══ DATENZEILEN

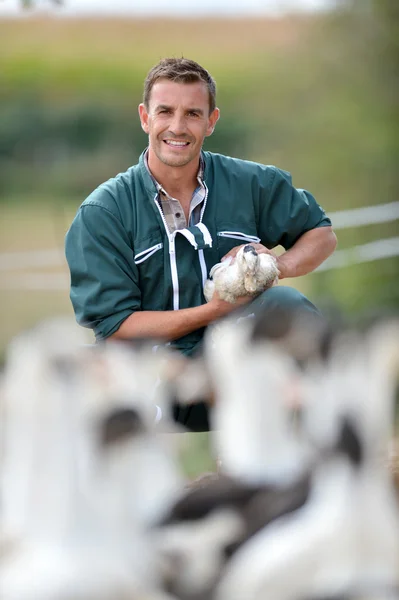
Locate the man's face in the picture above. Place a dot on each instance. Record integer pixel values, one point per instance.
(177, 121)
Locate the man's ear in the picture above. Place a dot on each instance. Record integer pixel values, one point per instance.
(143, 117)
(212, 120)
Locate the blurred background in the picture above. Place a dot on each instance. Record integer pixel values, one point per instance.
(309, 86)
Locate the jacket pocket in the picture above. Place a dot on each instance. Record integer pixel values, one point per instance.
(145, 254)
(150, 263)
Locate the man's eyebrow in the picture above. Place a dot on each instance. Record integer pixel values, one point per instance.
(167, 107)
(198, 110)
(163, 107)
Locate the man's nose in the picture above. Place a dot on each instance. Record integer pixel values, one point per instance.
(178, 124)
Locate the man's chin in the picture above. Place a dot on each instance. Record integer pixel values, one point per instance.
(176, 161)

════

Wie lauten die Zeilen oben als JSON-Liste von Zeichenketten, mit je einem Eintrag pro Zeile und ohne Leerzeilen? Lass die Bilder dabei weg.

### RICHTIGE LÖSUNG
[
  "Locate the man's face in the picture above. Place a dot on each instance. Record integer pixel values, one point per instance.",
  "(177, 121)",
  "Locate the man's ear in the picture above. Place a dot on each instance. Record integer pixel values, one point per instance.",
  "(143, 117)",
  "(212, 120)",
  "Locate the blurred background in the picture above. Place a dot on each instance. Record integer pixel values, one point per instance.",
  "(309, 86)",
  "Locate the jacket pocket in the picture above. Place a dot on each instance. Record integer pixel values, one point per instance.",
  "(145, 254)",
  "(150, 263)",
  "Locate the man's eyebrow in the picture above. Place a dot on each instance. Record integer pixel values, one point per instance.",
  "(167, 107)",
  "(198, 110)",
  "(163, 107)",
  "Locate the man's nose in the picture above. Place a dot on each instance. Record integer pixel values, one point per instance.",
  "(178, 124)",
  "Locate the man's chin in the picture above. Place a dot on each instance. Record integer pixel values, one point per instance.",
  "(176, 161)"
]